[The problem] Your task is to copy each line of the material below that includes "garage".

== Segment start ==

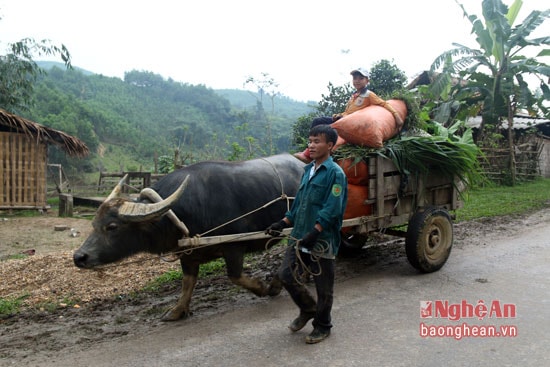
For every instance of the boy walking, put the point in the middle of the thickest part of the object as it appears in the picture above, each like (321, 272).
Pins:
(316, 216)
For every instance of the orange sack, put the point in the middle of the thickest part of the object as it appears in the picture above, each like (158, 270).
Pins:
(356, 207)
(372, 125)
(356, 172)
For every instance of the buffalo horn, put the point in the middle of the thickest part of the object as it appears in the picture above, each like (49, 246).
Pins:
(116, 191)
(136, 212)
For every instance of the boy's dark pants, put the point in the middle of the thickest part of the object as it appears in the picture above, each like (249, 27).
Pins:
(323, 274)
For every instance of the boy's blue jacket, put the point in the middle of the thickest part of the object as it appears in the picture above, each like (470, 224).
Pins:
(321, 199)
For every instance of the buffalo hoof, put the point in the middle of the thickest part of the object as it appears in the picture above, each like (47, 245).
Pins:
(274, 289)
(174, 315)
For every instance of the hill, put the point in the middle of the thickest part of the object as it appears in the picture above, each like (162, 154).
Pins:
(147, 120)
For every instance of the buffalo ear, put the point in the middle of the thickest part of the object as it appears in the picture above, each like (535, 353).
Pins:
(118, 188)
(137, 212)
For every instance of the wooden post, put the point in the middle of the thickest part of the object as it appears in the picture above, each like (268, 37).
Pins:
(65, 205)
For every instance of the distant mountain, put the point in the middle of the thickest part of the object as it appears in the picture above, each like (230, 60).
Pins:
(131, 123)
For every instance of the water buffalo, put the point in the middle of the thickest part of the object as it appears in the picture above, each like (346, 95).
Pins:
(216, 194)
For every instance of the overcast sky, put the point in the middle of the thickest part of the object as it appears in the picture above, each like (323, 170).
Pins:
(302, 44)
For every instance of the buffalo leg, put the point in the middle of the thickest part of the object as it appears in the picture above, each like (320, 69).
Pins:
(181, 309)
(234, 261)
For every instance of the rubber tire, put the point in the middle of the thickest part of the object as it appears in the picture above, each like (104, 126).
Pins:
(429, 239)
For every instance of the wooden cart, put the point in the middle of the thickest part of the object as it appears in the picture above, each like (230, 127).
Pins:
(422, 202)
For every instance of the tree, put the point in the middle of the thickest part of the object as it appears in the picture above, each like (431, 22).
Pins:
(18, 71)
(386, 78)
(502, 92)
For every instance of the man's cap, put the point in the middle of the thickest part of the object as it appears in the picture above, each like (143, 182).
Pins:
(361, 71)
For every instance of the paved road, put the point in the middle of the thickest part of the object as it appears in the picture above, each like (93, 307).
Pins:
(376, 317)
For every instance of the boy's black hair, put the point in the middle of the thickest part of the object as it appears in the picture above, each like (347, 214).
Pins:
(330, 134)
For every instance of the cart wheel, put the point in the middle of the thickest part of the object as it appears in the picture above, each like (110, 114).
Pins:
(429, 239)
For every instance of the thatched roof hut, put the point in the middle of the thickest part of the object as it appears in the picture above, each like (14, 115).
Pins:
(71, 145)
(23, 160)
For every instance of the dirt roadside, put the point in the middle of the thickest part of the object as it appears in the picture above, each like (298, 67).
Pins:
(94, 307)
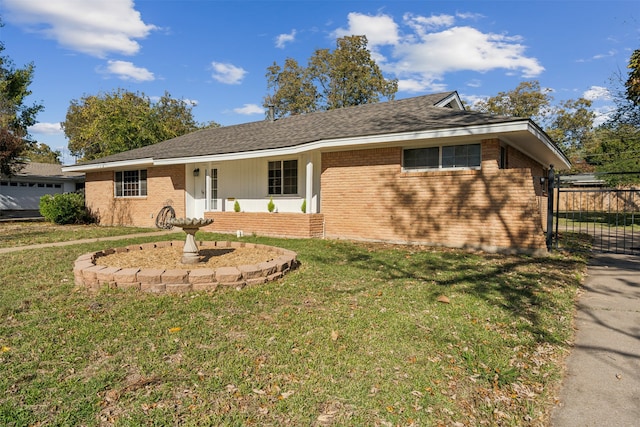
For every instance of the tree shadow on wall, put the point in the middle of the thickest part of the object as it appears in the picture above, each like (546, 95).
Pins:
(474, 210)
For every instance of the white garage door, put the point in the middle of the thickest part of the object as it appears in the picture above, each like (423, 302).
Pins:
(25, 195)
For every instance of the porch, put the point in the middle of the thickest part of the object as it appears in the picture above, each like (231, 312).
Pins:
(290, 225)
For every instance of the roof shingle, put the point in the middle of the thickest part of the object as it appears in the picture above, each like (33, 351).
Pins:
(405, 115)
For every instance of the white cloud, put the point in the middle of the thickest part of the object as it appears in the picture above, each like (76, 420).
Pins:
(283, 39)
(379, 29)
(464, 48)
(94, 27)
(596, 93)
(249, 109)
(422, 50)
(46, 129)
(422, 25)
(125, 70)
(227, 73)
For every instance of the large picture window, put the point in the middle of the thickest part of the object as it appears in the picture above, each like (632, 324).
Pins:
(283, 177)
(131, 183)
(449, 156)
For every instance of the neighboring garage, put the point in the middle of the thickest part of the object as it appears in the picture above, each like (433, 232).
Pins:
(20, 194)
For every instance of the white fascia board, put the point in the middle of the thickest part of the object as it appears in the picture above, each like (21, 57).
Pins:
(108, 165)
(453, 97)
(323, 145)
(542, 136)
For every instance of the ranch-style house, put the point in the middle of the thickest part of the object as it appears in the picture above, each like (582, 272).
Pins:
(420, 170)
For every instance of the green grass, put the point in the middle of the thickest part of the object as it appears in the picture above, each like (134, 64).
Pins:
(355, 336)
(600, 219)
(31, 233)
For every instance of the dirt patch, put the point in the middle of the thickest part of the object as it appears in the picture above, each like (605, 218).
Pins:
(169, 258)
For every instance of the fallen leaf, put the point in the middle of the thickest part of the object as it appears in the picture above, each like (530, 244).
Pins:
(325, 418)
(286, 394)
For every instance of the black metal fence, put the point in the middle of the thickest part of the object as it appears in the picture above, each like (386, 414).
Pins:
(608, 217)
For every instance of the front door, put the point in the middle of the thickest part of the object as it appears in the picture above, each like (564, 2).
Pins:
(200, 193)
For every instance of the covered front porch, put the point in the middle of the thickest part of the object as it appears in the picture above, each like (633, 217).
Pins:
(291, 183)
(282, 224)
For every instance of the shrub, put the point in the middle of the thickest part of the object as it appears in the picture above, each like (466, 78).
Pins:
(65, 208)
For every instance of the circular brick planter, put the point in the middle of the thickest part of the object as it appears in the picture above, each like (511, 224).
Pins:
(89, 273)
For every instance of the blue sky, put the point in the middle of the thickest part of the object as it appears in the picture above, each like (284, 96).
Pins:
(215, 53)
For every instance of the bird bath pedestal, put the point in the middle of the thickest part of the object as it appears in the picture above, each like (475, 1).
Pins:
(190, 254)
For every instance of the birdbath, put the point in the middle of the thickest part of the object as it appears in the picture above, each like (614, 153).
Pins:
(190, 226)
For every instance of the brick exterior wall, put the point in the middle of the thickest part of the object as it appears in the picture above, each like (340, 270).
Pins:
(365, 195)
(293, 225)
(164, 184)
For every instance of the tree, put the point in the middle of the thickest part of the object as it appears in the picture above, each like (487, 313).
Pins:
(572, 127)
(42, 153)
(345, 77)
(616, 148)
(616, 153)
(15, 116)
(632, 84)
(293, 90)
(570, 123)
(527, 100)
(109, 123)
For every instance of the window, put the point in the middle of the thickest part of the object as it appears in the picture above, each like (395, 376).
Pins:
(421, 158)
(449, 156)
(131, 183)
(503, 157)
(214, 189)
(283, 177)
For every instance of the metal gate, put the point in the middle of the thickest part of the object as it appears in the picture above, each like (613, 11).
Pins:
(608, 217)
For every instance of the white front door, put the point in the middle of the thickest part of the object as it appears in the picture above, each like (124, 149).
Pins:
(200, 193)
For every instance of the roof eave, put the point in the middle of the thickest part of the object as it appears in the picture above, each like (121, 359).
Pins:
(93, 167)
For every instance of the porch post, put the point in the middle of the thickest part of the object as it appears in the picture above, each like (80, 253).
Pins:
(550, 195)
(309, 184)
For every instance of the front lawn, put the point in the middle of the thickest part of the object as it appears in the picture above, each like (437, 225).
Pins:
(360, 334)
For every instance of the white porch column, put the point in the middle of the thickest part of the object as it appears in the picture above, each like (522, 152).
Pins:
(309, 185)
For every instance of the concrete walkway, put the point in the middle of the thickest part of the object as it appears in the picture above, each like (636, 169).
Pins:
(602, 382)
(90, 240)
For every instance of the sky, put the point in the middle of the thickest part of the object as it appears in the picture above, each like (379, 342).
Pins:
(214, 54)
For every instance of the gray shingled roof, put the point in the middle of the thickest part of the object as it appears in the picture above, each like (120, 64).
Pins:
(404, 115)
(46, 170)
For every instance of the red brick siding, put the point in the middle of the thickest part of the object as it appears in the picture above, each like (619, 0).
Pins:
(365, 195)
(164, 183)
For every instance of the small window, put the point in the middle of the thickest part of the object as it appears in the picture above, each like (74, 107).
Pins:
(419, 158)
(461, 156)
(283, 177)
(445, 157)
(131, 183)
(503, 157)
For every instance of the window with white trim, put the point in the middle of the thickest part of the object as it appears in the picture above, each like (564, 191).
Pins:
(444, 157)
(131, 183)
(283, 177)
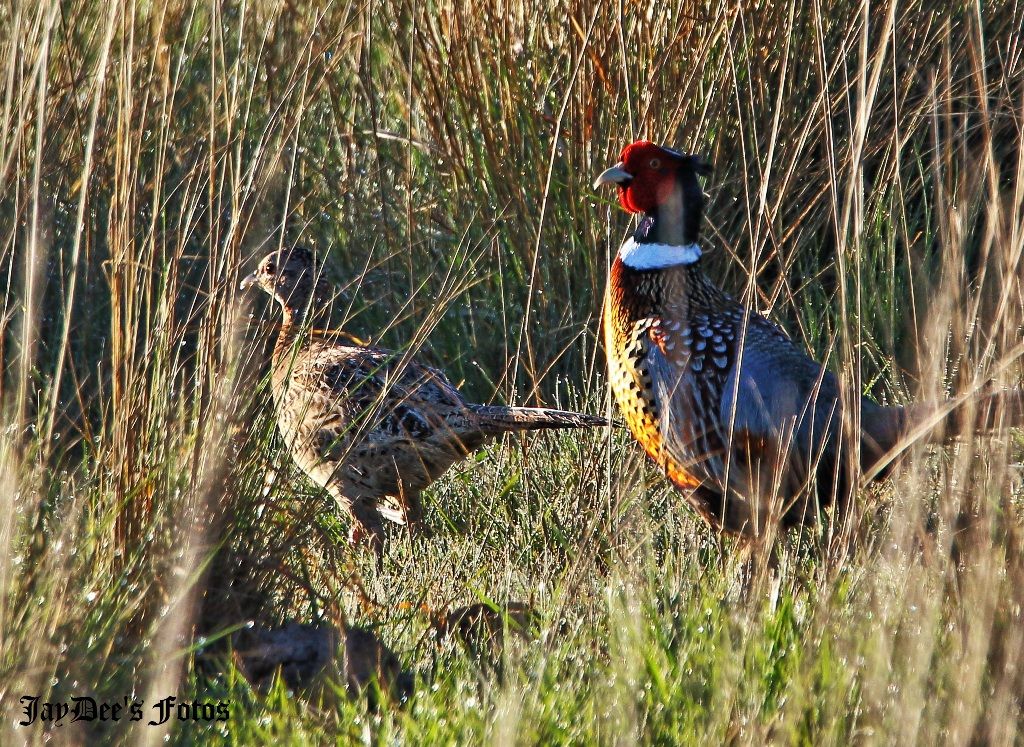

== Segment end ==

[Final answer]
For every instance of the white garage door, put the point in the middle of the thickest part of the object as it appears in the picture above, each like (423, 302).
For every instance of the neighboring garage, put the point in the middle of the thickest part of the object as it appears in the picture above, each like (433, 232).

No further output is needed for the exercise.